#### Extract provided:
=-=-=-=-=

Seney measuring the toxic form only - not total ammonia. If your seneye says 0.006 ppm at pH 8 - your total ammonia was around 0.24. For me a figure that 100 + photosynthetic corals can take up during one photo cycle

I have still not seen any figures of seneye accuracy according to NH3 measurements. For me - it could be as questionable as most hobby tests. Because of that you did not measured nitrite - we have no idea when the tank was fully cycled.

Note - fully cycled means when the nitrification process is seamless from NH3/NH4 to NO3 - not when organism stop to die. Cycling is an accepted term with scientific background - there is some criteria that should be fulfilled - namely a seamless nitrification - you are trying to redefine this term to mean not acute toxic water. I do not accept that because of many reasons

This tank was started with the 15 steps method - I introduce 1 fish and CUC day 2 and corals day 3. I followed the feeding protocol in 15 steps in order to establish a proper nitrification with help of rising biolad in the form of food (hence the amount of ammonia excreted from the clown fish gills)

=-=-=-=-=

#### What you need to do:
#1 Decide whether each statement agrees with the passage on tank cycling, answering yes or no and quoting the words that decide it: (a) Seneye measures total ammonia. (b) A tank counts as fully cycled once organisms stop dying. (c) The tank was started with the 15 steps method.
#2 According to the passage on tank cycling, on which day were corals introduced?
The records that come next are not needed for either task.

#### Provided data:
=-=-=-=-=

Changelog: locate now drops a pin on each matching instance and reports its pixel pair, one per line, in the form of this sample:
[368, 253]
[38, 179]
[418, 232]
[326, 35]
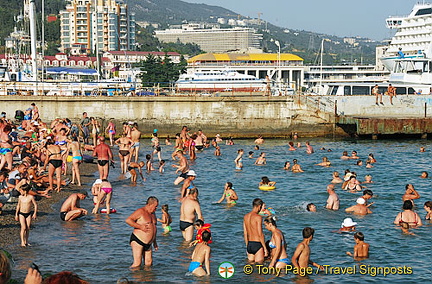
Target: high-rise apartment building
[103, 24]
[215, 39]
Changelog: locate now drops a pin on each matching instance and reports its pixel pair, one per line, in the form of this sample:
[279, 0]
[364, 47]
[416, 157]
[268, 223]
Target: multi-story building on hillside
[103, 24]
[213, 40]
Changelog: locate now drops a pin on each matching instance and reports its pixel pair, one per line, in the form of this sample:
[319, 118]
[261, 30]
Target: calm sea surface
[97, 247]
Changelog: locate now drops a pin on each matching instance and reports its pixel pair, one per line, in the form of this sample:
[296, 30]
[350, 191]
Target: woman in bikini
[75, 147]
[105, 192]
[6, 148]
[125, 144]
[110, 130]
[277, 244]
[62, 141]
[229, 194]
[408, 215]
[54, 162]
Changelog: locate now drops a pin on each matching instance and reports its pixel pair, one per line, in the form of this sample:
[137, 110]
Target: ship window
[421, 12]
[347, 90]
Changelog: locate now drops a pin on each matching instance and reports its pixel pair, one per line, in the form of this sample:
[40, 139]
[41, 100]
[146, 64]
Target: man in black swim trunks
[144, 221]
[70, 209]
[253, 233]
[189, 208]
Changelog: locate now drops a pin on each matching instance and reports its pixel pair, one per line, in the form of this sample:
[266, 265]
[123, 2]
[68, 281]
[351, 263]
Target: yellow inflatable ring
[267, 187]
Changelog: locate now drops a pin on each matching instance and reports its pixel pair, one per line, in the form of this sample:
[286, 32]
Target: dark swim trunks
[184, 225]
[134, 238]
[56, 163]
[253, 247]
[102, 162]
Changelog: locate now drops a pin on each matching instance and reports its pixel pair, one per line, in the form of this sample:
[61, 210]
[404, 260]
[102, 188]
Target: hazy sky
[335, 17]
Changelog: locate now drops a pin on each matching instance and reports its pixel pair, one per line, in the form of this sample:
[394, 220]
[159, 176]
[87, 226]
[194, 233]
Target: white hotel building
[106, 24]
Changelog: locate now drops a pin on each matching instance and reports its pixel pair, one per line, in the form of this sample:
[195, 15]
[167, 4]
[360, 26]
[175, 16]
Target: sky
[344, 18]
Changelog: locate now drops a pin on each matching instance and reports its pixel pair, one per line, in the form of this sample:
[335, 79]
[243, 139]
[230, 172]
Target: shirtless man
[189, 208]
[188, 183]
[24, 215]
[124, 144]
[70, 209]
[182, 167]
[361, 249]
[201, 255]
[253, 233]
[144, 221]
[301, 256]
[410, 193]
[360, 208]
[135, 137]
[104, 154]
[333, 199]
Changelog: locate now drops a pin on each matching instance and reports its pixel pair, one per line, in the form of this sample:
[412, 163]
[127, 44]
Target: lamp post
[278, 61]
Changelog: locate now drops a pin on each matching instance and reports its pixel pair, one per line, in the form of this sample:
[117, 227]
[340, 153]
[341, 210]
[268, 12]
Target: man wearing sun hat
[360, 208]
[348, 225]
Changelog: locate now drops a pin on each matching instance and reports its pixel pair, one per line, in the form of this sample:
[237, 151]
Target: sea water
[96, 247]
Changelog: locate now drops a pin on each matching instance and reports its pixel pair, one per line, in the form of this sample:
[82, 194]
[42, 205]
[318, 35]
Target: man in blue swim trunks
[253, 233]
[144, 221]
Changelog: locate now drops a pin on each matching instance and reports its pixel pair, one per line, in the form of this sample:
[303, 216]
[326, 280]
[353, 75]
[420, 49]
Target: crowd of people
[35, 155]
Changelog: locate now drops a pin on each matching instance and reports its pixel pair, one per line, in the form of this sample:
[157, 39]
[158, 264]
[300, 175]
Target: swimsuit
[194, 265]
[25, 214]
[63, 215]
[134, 238]
[102, 162]
[253, 247]
[184, 225]
[107, 189]
[4, 151]
[414, 222]
[56, 163]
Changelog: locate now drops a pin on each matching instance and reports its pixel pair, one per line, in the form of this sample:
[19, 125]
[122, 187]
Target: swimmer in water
[166, 219]
[291, 146]
[325, 162]
[261, 160]
[336, 178]
[229, 194]
[345, 155]
[296, 168]
[428, 208]
[266, 182]
[238, 160]
[311, 207]
[361, 249]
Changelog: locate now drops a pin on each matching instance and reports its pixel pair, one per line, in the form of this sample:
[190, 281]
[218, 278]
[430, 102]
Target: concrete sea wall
[229, 116]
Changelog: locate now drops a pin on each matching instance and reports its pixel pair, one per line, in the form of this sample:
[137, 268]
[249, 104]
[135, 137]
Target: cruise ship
[219, 81]
[413, 38]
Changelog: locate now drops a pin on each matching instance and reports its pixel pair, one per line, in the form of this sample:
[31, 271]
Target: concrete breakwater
[244, 117]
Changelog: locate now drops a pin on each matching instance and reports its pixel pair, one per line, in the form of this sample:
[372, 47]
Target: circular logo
[226, 270]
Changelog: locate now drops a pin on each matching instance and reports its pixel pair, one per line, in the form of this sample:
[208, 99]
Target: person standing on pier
[378, 95]
[84, 124]
[144, 221]
[391, 91]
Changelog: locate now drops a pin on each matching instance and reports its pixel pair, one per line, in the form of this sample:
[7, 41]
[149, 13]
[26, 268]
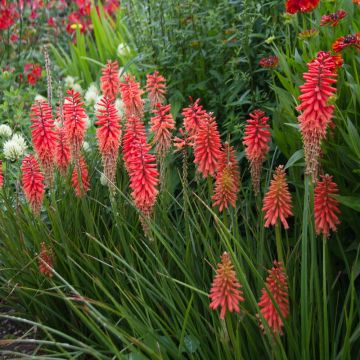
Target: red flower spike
[333, 18]
[256, 142]
[326, 207]
[109, 81]
[207, 146]
[109, 136]
[193, 117]
[74, 122]
[316, 111]
[80, 178]
[45, 261]
[276, 284]
[131, 97]
[156, 88]
[161, 126]
[277, 201]
[295, 6]
[225, 290]
[32, 183]
[43, 136]
[227, 179]
[346, 41]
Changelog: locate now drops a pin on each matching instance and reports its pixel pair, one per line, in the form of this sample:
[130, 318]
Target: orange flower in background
[256, 142]
[109, 81]
[80, 178]
[131, 96]
[225, 290]
[346, 41]
[277, 201]
[207, 146]
[276, 284]
[227, 179]
[333, 19]
[161, 126]
[295, 6]
[32, 183]
[326, 207]
[45, 261]
[316, 111]
[156, 88]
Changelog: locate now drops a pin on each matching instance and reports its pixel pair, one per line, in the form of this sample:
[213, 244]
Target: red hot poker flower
[32, 183]
[225, 290]
[256, 142]
[276, 284]
[74, 122]
[346, 41]
[316, 111]
[110, 82]
[277, 201]
[207, 146]
[108, 134]
[333, 19]
[227, 179]
[156, 87]
[45, 258]
[326, 207]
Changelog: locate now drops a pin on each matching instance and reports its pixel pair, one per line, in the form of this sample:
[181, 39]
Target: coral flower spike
[277, 201]
[32, 183]
[326, 207]
[227, 179]
[109, 80]
[276, 285]
[225, 290]
[256, 142]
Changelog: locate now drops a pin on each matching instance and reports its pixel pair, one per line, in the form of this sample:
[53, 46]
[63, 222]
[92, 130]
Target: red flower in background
[333, 18]
[346, 41]
[295, 6]
[326, 207]
[225, 290]
[276, 284]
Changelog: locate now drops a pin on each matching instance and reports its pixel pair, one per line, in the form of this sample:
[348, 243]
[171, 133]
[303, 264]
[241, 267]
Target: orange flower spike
[326, 207]
[277, 201]
[276, 284]
[225, 290]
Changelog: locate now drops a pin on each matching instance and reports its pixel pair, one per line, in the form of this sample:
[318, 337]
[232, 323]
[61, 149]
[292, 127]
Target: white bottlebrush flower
[91, 95]
[15, 148]
[69, 82]
[5, 131]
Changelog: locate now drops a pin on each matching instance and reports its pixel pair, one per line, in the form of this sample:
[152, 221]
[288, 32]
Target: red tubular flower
[225, 288]
[316, 111]
[156, 88]
[45, 261]
[43, 135]
[326, 207]
[276, 284]
[108, 134]
[207, 146]
[74, 122]
[32, 183]
[345, 41]
[193, 117]
[161, 126]
[131, 97]
[110, 82]
[256, 142]
[333, 18]
[227, 179]
[80, 178]
[295, 6]
[277, 201]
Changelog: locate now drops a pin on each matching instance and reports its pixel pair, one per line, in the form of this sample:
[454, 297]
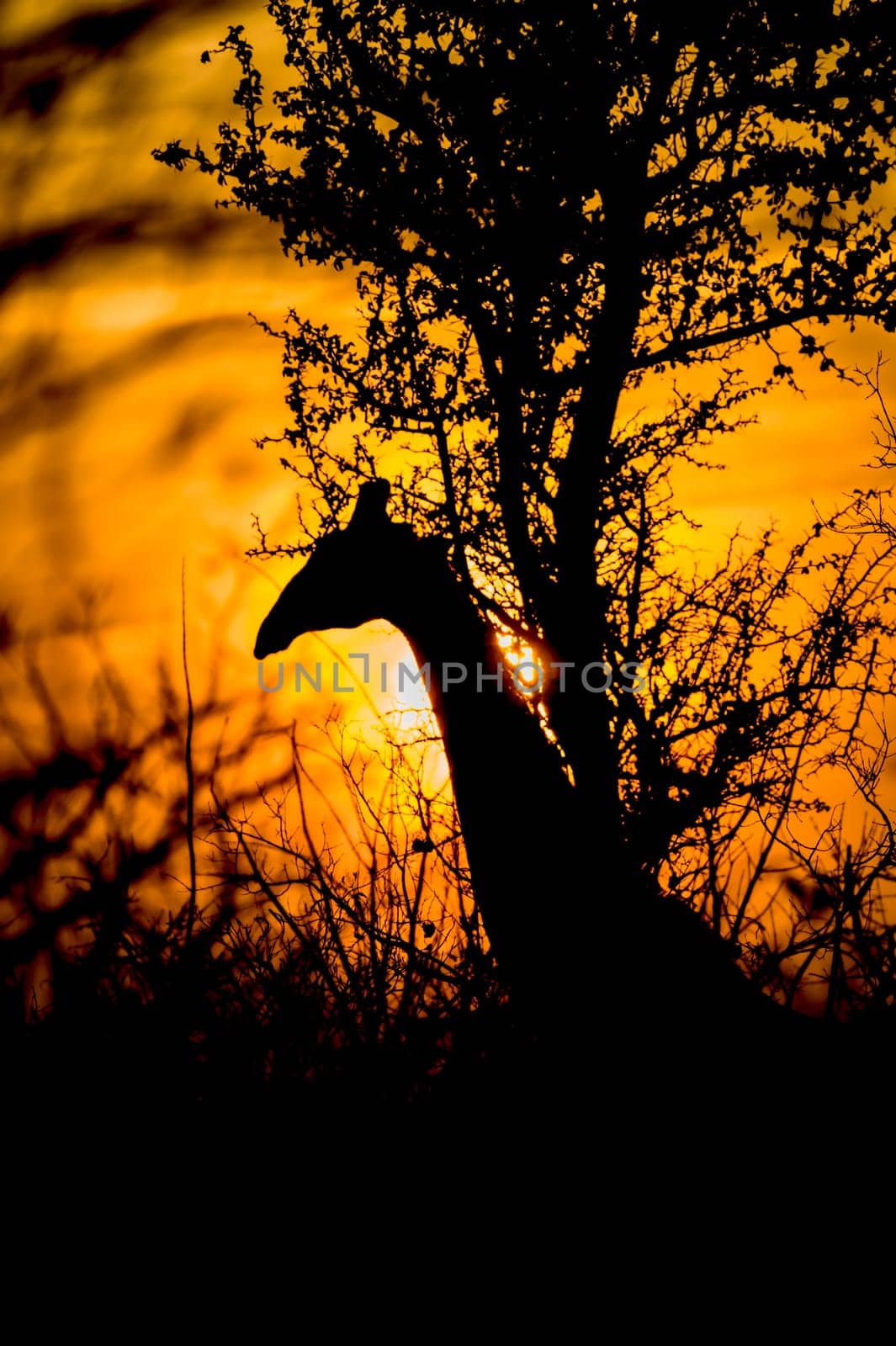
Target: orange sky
[134, 381]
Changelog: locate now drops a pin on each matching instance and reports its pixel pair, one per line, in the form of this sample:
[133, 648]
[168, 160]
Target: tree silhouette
[545, 210]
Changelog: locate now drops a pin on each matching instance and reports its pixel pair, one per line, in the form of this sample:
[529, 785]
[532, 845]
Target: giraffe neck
[513, 798]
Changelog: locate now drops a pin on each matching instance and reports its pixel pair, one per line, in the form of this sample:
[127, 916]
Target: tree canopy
[541, 205]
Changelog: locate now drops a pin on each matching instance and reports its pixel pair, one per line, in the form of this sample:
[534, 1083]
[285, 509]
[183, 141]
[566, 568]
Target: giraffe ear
[370, 508]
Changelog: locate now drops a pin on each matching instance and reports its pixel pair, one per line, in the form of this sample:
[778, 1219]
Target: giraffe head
[368, 570]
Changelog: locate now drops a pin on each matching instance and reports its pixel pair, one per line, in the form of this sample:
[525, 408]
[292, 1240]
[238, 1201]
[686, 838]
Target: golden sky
[135, 383]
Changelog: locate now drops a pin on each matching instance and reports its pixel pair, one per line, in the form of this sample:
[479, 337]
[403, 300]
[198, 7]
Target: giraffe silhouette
[588, 948]
[514, 801]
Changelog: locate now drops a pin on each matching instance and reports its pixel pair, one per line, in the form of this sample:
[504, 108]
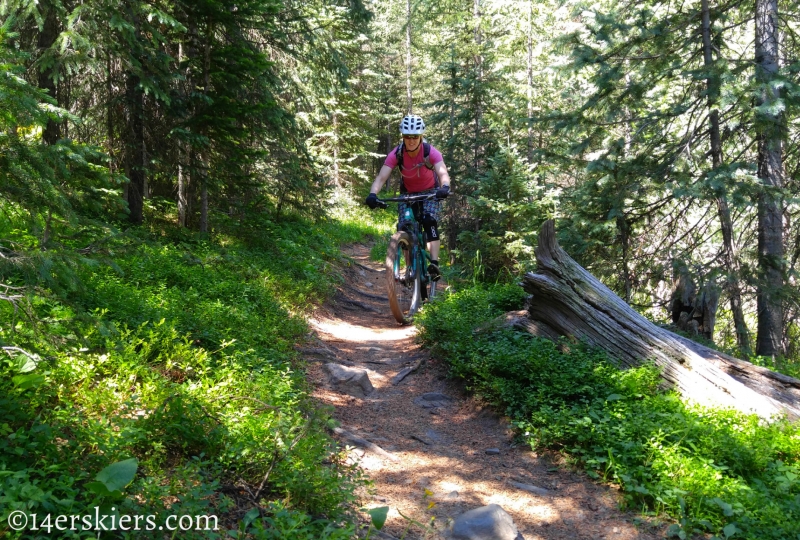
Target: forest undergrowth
[714, 472]
[162, 381]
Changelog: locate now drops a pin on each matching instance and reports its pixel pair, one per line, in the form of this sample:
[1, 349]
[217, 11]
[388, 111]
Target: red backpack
[426, 152]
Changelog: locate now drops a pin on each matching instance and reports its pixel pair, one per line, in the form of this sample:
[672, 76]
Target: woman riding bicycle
[422, 170]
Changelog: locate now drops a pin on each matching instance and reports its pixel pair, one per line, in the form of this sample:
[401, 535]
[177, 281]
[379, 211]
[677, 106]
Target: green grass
[178, 354]
[715, 472]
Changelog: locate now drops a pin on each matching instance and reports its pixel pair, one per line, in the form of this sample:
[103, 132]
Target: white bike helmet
[412, 125]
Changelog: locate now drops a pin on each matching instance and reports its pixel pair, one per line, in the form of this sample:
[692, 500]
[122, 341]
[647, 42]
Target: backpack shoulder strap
[426, 155]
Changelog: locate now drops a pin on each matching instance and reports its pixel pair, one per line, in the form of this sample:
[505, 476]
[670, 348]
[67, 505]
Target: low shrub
[176, 355]
[714, 471]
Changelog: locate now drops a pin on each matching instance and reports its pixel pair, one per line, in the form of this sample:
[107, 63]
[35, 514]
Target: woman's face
[412, 142]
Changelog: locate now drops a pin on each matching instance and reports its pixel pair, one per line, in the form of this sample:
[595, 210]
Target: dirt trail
[442, 451]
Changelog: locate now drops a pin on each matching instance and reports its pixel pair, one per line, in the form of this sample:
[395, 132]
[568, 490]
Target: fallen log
[569, 301]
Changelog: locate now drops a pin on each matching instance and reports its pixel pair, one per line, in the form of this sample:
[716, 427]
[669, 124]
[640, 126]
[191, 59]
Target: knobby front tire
[404, 292]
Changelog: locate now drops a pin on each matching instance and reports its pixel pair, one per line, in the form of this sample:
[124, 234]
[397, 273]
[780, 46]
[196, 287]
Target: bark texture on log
[570, 301]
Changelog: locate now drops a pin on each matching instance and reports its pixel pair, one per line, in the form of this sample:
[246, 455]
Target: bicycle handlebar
[407, 199]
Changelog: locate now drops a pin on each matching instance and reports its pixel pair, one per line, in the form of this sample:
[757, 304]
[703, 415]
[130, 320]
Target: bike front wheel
[402, 278]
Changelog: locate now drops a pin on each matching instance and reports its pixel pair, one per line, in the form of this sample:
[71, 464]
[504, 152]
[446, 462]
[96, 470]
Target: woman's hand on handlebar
[374, 202]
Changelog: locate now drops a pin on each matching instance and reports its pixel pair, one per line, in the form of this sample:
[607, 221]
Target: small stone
[354, 382]
[452, 496]
[484, 523]
[530, 488]
[435, 396]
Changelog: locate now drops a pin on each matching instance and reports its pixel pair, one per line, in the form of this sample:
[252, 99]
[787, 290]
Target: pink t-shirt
[416, 176]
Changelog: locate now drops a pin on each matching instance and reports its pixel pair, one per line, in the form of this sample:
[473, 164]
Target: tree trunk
[723, 211]
[135, 148]
[770, 168]
[336, 180]
[530, 81]
[567, 300]
[408, 57]
[479, 68]
[47, 38]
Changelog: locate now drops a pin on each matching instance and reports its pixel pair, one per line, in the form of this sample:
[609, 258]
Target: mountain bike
[407, 278]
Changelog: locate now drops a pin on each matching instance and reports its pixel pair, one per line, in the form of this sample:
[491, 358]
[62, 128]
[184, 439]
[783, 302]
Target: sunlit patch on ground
[443, 468]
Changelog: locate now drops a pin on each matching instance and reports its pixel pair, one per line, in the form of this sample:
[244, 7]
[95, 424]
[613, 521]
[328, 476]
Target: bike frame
[419, 254]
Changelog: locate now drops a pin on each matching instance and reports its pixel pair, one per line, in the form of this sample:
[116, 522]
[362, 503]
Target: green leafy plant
[716, 472]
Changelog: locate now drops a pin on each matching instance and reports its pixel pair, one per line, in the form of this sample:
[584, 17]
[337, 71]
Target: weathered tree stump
[569, 301]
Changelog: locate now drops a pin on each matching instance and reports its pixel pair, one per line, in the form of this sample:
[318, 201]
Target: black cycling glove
[372, 201]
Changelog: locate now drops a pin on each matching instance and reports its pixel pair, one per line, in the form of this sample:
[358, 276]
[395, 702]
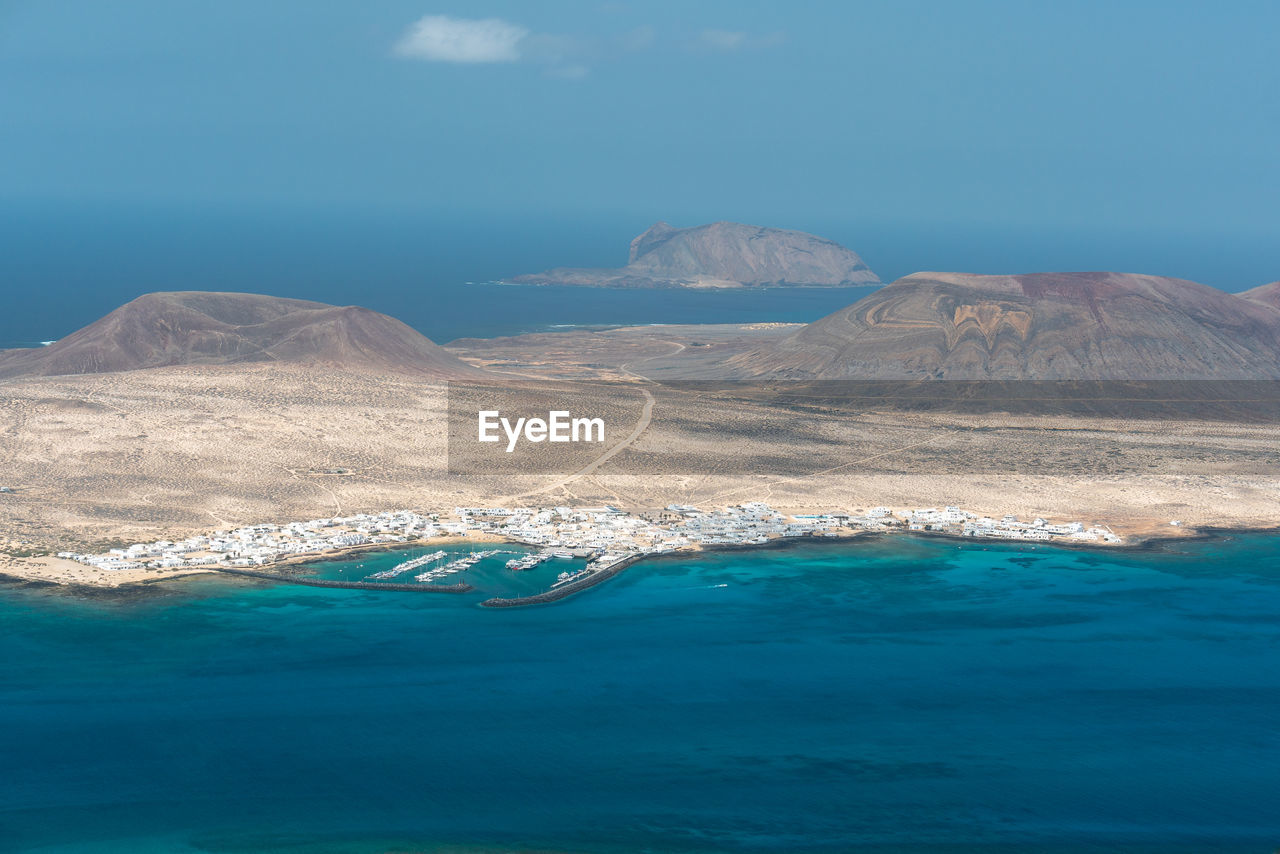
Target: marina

=-=-=-=-=

#### Solution set:
#1
(a) No: "Seney measuring the toxic form only - not total ammonia"
(b) No: "not when organism stop to die"
(c) Yes: "This tank was started with the 15 steps method"

#2 Day 3